Task to complete:
Lines below that include the word "pinball" should each be copied.

Records contained in a dataset:
-- -- --
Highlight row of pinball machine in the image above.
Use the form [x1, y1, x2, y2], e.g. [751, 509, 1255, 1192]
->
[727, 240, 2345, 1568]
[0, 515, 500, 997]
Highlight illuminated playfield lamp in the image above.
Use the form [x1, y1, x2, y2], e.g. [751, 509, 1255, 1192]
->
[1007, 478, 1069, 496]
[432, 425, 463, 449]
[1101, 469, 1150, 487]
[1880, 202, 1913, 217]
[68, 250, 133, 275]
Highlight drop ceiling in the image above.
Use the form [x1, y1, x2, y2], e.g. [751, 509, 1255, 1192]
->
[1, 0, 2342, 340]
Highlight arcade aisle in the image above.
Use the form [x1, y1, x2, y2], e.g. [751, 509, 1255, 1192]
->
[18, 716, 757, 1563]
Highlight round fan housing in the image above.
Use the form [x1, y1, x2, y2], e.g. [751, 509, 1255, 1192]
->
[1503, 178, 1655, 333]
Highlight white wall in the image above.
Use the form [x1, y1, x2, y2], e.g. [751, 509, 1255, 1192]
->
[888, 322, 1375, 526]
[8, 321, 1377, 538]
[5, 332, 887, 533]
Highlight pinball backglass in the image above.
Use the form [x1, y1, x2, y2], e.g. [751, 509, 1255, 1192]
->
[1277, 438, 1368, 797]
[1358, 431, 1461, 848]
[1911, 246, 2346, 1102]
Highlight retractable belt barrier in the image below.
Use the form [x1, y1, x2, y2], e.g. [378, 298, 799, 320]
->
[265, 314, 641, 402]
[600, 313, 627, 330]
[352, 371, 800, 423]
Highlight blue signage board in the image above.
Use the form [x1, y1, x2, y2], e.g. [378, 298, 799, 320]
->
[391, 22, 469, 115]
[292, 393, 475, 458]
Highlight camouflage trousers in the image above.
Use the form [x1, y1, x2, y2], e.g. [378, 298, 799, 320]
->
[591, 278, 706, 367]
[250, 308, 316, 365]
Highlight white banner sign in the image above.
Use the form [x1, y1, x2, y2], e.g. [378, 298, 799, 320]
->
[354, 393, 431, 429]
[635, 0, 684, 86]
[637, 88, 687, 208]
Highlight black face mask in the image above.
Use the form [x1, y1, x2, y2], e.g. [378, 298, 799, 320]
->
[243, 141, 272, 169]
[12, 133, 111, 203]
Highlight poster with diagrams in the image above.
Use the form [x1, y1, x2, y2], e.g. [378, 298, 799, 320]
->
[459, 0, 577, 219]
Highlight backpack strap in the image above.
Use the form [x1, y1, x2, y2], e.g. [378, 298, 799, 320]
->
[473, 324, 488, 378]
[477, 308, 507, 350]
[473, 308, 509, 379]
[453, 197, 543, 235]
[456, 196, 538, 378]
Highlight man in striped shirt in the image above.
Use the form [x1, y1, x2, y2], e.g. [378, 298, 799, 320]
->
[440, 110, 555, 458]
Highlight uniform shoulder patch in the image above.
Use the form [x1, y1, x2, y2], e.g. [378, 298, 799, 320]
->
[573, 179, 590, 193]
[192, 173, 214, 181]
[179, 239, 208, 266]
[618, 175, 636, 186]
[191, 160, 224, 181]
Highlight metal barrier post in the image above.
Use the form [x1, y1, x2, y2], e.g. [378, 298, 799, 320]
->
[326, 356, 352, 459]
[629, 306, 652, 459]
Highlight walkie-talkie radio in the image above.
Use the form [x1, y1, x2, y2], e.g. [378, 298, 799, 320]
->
-- -- --
Finished task:
Highlight row of pinball machine in the image above.
Highlight pinball backglass in the image above.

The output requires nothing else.